** BEGIN Data lines **
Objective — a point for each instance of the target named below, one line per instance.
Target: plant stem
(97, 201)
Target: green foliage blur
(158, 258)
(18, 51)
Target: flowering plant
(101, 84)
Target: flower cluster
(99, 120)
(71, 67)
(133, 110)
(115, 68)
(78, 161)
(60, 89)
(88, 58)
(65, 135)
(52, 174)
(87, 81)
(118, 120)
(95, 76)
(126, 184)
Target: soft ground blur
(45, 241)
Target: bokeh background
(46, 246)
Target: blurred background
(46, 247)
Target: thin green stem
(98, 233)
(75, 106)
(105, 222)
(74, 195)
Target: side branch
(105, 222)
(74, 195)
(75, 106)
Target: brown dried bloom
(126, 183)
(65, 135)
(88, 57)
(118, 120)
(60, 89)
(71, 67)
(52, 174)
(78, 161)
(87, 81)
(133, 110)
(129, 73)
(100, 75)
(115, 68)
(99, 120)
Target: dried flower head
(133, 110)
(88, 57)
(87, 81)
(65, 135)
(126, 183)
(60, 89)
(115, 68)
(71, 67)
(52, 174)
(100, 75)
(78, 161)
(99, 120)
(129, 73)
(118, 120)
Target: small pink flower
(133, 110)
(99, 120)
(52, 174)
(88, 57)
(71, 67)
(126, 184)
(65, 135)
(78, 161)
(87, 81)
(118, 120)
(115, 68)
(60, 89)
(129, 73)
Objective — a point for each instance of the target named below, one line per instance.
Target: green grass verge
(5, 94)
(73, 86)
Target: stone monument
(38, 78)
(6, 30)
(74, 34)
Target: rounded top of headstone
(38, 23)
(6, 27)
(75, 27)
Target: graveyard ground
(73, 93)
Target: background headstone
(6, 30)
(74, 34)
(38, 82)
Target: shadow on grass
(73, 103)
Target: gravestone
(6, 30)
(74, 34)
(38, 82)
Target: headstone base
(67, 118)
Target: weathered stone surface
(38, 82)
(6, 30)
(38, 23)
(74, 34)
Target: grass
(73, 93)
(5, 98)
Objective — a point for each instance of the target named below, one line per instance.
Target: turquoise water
** END Data lines **
What you should do =>
Reproduce the records without changes. Begin at the line that contains "Target: weathered stone surface" and continue through the end of the records.

In response =>
Target: weathered stone surface
(38, 82)
(6, 30)
(38, 23)
(74, 34)
Target: grass
(73, 93)
(5, 98)
Objective — a point for each instance of the target named below, one line per instance.
Target: turquoise water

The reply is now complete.